● Task statement
Reproduce the rows from the line that contains "Where can the tram front" through the line that contains "<point>146,77</point>", changing every "windshield" to "windscreen" and keeping everything else the same.

[start of Data excerpts]

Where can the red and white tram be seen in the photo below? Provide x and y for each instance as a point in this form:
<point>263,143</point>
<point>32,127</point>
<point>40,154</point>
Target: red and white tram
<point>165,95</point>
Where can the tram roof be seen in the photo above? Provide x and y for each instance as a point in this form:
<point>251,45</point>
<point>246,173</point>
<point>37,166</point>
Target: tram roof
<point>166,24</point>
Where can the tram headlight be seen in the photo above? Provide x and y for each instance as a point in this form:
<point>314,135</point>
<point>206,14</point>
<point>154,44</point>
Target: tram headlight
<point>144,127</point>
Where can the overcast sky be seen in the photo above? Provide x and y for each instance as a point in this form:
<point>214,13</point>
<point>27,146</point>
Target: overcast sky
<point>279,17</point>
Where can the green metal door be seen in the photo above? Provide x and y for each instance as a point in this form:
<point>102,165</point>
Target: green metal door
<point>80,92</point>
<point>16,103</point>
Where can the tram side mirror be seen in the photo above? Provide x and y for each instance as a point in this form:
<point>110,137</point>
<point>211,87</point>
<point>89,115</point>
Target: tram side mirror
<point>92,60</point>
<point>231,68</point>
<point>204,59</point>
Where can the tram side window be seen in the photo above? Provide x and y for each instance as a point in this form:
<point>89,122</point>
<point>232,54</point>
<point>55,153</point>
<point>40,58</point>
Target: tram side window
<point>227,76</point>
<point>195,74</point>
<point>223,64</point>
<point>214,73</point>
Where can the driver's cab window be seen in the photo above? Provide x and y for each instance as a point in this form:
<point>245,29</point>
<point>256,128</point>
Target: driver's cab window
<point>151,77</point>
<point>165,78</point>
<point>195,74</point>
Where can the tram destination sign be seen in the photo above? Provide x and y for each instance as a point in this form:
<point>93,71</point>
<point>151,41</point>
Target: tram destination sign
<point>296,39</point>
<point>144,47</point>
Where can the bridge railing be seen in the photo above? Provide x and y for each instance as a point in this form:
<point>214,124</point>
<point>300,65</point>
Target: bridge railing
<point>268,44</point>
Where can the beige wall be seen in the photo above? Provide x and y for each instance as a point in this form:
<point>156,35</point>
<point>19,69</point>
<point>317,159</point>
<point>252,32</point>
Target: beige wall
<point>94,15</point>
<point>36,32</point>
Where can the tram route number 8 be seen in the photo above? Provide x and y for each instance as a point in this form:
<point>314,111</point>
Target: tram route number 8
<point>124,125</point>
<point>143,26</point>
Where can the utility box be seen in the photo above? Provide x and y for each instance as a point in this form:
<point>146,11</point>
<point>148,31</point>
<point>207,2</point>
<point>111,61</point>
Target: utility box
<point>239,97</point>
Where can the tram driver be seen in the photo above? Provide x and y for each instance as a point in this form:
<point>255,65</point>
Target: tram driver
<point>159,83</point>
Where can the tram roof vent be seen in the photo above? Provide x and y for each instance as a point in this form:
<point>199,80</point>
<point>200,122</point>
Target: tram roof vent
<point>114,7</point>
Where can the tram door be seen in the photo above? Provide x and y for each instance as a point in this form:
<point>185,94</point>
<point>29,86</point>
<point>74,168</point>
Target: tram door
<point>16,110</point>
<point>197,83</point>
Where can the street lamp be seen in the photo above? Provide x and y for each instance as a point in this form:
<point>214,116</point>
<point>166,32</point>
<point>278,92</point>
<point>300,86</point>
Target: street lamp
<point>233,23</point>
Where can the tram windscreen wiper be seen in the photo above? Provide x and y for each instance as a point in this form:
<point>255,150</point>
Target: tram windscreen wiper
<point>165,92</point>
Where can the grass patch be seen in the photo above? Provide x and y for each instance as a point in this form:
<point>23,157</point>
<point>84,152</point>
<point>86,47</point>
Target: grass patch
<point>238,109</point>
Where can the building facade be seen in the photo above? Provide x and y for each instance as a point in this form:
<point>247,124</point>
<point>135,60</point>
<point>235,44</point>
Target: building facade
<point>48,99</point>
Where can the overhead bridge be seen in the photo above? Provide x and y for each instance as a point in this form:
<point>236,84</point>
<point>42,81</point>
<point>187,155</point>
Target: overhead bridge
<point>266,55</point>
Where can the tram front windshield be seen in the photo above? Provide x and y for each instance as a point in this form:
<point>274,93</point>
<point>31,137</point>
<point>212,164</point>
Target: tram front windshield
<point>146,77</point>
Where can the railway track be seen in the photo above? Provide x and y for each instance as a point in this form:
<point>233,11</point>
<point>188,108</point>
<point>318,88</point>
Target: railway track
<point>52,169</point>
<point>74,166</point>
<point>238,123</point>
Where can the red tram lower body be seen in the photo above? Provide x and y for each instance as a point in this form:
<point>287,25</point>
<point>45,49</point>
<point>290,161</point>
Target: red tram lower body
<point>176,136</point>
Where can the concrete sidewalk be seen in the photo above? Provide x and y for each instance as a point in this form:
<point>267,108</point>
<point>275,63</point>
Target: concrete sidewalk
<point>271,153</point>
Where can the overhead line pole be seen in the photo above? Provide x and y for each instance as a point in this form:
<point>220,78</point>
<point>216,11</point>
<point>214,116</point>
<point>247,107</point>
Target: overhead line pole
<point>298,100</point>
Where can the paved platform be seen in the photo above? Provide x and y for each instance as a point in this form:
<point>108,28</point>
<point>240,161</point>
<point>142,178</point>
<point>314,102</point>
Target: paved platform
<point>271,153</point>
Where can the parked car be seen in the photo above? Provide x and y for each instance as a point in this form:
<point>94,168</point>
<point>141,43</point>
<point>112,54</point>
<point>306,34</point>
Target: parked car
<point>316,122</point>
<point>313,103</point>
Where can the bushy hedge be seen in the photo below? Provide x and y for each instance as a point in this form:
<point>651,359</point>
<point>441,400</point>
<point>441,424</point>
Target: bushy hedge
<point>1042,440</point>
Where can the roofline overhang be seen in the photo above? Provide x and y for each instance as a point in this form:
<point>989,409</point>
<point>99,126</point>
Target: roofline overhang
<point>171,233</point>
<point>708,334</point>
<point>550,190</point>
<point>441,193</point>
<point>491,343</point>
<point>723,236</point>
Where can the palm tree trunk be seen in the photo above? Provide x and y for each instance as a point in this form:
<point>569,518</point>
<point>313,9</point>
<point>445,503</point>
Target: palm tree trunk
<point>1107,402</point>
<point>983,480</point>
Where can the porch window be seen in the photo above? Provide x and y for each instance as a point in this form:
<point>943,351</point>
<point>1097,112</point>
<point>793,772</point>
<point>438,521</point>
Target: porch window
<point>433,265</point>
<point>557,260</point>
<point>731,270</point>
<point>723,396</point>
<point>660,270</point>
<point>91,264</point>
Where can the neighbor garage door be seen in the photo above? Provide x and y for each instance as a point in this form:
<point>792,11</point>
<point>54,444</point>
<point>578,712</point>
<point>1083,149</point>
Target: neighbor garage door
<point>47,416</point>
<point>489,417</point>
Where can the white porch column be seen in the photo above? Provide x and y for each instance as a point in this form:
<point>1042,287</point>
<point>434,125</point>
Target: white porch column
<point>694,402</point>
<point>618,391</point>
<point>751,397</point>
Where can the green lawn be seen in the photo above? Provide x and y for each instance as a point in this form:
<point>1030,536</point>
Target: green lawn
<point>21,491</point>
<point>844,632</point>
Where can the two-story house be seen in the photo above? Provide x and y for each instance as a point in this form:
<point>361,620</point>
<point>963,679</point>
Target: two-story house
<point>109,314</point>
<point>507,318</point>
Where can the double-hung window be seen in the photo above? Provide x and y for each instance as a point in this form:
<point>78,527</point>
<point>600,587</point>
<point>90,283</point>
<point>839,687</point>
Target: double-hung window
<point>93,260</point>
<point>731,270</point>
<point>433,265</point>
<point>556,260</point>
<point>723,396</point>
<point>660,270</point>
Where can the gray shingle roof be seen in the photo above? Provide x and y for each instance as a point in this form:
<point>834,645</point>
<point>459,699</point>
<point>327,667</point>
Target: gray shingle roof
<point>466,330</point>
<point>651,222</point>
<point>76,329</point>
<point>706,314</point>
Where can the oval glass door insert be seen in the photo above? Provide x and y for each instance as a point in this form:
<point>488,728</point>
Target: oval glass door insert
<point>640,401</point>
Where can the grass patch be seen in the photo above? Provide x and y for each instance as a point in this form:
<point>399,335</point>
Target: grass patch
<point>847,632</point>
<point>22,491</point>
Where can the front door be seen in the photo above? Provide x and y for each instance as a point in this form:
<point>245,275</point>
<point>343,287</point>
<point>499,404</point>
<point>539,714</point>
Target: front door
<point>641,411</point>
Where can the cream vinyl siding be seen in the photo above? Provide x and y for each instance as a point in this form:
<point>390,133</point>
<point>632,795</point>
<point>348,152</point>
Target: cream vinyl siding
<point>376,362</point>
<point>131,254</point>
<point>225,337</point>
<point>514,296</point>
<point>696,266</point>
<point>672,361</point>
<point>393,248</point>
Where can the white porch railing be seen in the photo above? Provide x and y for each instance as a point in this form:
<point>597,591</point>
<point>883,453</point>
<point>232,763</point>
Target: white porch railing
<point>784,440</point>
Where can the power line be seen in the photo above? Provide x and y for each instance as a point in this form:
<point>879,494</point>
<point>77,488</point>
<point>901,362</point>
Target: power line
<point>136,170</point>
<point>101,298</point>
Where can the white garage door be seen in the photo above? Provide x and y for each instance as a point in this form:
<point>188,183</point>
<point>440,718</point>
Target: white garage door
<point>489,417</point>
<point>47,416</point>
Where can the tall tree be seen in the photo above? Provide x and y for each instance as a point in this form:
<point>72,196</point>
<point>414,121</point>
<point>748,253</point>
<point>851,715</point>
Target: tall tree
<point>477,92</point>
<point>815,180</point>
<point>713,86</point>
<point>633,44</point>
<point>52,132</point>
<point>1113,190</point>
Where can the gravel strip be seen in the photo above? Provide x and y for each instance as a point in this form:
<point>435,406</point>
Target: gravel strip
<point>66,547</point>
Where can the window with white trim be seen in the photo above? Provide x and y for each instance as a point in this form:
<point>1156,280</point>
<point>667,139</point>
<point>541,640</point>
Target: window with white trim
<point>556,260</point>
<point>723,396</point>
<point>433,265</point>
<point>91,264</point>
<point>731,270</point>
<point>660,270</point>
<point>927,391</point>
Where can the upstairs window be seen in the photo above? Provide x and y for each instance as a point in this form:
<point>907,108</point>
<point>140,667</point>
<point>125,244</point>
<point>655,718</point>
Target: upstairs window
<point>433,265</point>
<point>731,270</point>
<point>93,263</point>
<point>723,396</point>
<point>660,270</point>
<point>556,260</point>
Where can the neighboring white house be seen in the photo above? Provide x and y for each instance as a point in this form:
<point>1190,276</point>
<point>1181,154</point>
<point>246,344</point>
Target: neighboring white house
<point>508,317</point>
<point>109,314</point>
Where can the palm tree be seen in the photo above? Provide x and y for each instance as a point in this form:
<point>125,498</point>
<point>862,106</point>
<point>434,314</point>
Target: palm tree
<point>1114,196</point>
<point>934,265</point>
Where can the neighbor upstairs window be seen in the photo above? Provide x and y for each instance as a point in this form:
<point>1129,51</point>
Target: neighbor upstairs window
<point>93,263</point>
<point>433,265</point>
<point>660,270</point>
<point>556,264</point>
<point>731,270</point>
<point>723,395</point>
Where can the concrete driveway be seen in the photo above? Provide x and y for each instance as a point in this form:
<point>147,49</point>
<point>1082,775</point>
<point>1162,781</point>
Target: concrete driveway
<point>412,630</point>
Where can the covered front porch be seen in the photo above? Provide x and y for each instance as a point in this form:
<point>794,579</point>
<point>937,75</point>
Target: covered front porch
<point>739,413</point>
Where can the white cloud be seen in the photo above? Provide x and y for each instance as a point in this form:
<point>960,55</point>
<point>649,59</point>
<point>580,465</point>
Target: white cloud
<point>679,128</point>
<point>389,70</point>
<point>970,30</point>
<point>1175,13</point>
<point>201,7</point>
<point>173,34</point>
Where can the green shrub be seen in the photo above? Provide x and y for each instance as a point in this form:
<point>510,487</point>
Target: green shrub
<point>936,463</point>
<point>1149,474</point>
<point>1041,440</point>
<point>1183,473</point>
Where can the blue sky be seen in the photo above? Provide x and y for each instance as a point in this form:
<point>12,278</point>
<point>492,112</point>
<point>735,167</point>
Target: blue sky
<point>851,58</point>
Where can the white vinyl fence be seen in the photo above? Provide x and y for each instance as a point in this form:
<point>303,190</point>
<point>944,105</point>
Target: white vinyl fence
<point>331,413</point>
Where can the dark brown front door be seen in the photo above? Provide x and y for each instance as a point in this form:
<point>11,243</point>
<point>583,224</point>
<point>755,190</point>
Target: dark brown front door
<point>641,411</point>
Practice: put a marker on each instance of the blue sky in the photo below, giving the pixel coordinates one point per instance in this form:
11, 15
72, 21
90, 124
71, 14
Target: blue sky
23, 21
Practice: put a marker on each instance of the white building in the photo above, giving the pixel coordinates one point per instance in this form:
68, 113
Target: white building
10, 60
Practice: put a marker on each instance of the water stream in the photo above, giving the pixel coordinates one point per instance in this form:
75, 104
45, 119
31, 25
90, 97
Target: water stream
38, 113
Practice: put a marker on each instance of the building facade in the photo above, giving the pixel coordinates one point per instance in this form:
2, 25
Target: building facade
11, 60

[end of Data excerpts]

● Task result
Where can the tram front windscreen be seen in the photo above? Provide x and y for each instance as a point in this form:
<point>274,93</point>
<point>31,137</point>
<point>212,164</point>
Target: tram front windscreen
<point>146,77</point>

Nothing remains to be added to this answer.